*Your assignment*:
Gather every line in the listing below that contains the string "target". Case must match.
· · · ·
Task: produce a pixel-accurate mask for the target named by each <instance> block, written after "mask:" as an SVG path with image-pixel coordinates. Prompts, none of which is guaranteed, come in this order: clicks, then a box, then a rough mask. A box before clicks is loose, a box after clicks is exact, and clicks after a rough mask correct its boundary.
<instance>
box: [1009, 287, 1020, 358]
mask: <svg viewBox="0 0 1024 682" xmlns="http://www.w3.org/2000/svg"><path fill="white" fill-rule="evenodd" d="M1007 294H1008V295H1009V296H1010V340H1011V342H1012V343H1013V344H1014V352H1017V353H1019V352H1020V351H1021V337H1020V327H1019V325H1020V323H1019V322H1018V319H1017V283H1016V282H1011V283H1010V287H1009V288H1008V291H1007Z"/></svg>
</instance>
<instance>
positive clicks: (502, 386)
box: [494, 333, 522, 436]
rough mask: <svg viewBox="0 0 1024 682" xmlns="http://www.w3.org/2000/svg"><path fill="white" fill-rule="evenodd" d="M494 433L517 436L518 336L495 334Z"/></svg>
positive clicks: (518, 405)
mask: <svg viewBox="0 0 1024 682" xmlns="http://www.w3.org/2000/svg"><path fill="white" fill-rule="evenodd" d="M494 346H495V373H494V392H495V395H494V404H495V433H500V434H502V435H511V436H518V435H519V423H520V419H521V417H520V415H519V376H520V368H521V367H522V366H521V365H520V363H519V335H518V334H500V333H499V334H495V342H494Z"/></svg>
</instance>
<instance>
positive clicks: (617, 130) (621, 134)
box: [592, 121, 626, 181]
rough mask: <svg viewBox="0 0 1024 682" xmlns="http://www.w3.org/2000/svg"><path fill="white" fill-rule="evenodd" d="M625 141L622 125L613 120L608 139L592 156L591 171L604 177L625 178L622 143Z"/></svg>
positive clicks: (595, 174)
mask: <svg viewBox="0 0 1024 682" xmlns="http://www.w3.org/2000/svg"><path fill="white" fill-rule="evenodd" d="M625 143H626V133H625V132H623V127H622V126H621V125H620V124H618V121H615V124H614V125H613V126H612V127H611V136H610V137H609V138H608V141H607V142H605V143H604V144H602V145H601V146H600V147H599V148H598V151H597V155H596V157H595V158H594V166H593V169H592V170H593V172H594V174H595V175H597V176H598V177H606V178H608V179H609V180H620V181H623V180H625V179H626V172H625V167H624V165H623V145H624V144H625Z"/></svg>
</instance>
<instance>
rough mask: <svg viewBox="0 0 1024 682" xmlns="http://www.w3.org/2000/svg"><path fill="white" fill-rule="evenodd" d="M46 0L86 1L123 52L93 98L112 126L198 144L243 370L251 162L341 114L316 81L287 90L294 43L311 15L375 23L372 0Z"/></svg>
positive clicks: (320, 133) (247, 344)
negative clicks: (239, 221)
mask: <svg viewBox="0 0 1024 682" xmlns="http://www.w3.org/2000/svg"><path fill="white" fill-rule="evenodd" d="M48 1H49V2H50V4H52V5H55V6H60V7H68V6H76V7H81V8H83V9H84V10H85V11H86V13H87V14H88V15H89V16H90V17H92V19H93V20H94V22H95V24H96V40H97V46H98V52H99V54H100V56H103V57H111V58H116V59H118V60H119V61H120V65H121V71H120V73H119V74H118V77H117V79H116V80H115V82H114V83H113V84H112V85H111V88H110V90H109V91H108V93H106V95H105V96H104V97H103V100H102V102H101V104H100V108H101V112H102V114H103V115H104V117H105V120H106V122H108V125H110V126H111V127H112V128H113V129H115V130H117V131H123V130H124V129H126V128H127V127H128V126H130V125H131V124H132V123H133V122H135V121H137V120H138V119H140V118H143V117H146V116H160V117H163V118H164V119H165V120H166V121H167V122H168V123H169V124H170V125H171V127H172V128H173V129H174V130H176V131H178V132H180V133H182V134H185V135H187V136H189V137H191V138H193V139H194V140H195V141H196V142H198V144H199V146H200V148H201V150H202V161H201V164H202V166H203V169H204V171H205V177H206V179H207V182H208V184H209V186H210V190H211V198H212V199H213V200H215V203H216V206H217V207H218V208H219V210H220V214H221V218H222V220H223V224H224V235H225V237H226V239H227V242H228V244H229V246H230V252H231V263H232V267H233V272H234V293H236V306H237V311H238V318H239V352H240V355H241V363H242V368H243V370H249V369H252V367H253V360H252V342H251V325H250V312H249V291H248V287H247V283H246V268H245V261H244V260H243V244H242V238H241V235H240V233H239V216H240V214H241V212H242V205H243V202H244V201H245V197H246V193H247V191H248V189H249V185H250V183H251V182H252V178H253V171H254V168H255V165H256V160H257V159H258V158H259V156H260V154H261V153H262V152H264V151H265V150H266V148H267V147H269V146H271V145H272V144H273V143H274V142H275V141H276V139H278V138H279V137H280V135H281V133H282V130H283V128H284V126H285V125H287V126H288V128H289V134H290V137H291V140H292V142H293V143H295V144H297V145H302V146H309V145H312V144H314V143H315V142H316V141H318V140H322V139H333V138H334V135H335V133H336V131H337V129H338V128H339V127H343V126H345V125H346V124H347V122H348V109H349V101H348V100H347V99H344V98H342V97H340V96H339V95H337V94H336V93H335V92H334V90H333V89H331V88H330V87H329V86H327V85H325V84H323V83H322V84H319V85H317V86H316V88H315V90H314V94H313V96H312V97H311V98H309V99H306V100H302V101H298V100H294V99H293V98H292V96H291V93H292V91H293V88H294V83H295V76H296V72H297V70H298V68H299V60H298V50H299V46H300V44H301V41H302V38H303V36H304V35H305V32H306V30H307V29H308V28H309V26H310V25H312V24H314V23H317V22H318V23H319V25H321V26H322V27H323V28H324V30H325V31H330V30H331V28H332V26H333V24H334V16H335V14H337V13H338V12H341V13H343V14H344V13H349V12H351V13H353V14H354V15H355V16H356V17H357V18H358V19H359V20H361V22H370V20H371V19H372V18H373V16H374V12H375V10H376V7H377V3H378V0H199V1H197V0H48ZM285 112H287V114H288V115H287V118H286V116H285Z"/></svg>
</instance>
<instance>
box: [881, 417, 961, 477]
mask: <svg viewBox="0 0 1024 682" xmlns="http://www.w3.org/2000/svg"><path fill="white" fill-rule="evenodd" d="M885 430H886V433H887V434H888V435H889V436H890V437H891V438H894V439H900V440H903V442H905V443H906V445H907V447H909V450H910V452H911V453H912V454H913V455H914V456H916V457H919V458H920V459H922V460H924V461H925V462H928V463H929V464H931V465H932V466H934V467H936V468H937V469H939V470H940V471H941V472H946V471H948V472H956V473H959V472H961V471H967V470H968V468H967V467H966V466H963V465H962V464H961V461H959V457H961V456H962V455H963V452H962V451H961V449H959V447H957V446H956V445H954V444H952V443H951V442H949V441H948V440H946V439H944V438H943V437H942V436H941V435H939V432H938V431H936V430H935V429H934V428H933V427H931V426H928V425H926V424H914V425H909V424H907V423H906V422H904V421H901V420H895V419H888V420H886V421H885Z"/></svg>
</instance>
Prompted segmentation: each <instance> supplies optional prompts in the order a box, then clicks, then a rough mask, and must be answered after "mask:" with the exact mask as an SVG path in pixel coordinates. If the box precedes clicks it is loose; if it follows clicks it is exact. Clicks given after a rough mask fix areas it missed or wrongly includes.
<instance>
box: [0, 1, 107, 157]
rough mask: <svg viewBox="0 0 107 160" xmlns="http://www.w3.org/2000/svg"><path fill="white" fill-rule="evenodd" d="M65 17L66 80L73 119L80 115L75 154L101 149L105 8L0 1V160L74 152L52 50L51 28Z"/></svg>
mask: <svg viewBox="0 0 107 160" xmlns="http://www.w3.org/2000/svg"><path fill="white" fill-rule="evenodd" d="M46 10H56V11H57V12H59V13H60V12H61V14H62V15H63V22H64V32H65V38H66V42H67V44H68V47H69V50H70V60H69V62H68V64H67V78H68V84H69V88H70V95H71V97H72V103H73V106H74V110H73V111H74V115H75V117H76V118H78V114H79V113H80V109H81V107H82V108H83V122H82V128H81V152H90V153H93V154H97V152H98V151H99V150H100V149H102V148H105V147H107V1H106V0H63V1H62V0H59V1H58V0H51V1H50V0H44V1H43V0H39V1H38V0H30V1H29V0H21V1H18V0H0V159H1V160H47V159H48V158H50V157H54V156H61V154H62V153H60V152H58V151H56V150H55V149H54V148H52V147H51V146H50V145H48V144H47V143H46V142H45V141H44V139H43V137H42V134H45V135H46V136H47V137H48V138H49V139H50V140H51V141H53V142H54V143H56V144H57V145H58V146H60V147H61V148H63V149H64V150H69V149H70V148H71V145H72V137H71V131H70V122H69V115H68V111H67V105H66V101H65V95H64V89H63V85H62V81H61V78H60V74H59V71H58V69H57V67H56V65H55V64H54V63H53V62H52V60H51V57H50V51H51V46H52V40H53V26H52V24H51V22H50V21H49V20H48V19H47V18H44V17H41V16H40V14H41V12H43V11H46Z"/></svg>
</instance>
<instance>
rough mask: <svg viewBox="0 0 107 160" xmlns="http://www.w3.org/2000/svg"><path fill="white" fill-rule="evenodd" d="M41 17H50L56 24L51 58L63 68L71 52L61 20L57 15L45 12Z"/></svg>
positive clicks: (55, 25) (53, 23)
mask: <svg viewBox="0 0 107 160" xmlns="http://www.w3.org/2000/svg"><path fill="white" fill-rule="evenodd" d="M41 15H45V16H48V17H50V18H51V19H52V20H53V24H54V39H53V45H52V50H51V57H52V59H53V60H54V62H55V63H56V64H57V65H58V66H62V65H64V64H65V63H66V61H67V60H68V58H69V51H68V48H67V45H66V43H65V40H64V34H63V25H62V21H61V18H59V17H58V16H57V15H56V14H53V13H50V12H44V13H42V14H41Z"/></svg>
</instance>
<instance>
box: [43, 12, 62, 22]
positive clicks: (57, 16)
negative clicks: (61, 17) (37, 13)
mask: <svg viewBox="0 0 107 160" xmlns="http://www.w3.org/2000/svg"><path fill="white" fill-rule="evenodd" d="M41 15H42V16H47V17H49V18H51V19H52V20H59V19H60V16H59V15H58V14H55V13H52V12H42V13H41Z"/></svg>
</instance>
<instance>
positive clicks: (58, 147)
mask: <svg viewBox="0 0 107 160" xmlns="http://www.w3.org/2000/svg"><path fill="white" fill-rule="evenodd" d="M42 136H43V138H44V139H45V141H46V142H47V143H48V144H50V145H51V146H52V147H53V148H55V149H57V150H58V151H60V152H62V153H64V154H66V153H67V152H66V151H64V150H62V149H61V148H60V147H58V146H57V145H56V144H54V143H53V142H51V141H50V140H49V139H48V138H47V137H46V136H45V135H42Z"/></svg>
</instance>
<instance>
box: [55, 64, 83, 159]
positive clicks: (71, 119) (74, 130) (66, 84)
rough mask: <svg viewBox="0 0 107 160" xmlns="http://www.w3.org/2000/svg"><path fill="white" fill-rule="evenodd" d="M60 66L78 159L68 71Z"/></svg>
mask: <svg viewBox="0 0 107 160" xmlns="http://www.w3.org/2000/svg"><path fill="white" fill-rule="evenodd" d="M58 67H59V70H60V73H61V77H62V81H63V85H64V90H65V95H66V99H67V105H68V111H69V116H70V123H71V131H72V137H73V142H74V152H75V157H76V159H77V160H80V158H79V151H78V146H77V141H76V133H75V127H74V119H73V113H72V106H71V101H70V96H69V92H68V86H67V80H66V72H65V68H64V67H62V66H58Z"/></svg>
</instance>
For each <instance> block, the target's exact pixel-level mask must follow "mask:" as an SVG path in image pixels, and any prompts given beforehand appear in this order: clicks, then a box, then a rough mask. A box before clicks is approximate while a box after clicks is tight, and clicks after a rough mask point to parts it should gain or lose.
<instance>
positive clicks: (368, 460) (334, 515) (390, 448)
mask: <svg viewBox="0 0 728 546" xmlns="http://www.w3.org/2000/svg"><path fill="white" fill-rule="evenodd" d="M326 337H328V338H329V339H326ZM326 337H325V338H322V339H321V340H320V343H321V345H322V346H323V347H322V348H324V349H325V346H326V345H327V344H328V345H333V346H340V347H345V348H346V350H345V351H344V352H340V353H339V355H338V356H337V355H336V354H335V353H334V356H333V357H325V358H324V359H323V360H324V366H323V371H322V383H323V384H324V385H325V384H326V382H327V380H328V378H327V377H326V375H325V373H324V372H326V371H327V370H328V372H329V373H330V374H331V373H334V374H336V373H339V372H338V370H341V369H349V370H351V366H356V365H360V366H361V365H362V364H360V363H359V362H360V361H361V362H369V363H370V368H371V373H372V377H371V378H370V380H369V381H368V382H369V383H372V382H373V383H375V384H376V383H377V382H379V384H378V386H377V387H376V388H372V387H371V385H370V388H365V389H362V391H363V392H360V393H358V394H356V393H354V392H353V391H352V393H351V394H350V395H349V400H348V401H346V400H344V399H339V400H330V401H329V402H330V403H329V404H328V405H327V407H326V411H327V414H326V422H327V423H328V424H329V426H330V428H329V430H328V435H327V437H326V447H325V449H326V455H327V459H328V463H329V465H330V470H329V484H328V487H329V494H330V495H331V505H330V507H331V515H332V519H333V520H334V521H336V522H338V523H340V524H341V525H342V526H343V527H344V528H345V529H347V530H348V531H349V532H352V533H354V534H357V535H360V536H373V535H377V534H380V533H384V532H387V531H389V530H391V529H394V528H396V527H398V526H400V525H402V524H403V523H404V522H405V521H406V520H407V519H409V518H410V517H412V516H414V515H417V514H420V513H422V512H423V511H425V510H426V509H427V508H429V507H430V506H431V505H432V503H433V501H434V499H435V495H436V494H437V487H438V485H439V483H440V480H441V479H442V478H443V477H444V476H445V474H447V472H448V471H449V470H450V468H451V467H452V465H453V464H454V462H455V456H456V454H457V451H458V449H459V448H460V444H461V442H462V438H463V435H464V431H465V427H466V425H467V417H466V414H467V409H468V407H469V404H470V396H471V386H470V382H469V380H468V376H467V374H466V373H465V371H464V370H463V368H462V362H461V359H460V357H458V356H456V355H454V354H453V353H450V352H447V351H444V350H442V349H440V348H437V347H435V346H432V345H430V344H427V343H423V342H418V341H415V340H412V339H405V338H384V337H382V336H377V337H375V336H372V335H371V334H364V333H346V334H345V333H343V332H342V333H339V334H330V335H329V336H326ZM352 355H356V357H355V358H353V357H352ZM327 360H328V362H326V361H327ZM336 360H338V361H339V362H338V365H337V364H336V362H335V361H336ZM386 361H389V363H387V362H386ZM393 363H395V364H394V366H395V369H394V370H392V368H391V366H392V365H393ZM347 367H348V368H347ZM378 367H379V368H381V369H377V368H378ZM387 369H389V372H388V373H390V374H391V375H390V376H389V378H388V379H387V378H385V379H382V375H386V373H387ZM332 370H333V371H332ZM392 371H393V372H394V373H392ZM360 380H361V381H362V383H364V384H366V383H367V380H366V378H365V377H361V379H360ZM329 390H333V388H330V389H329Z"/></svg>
· · · ·
*Finished task*:
Task: produce a pixel-accurate mask for the target named by each <instance> block, written after "mask:" as an SVG path with image-pixel coordinates. Prompts, none of which is guaranteed, come in this order: clicks, then a box, then a rough mask. A box before clicks is loose, a box after clicks is exact, and clicks after a rough mask correct its boundary.
For each <instance> block, the target's exact pixel-level mask must follow "mask:" as an SVG path in image pixels, and any prompts given beforehand appear in this order: clicks, then a box, then a rough mask. A box before clicks is approximate while a box after clicks is tight, and clicks after a rough mask point to parts it should gain or lose.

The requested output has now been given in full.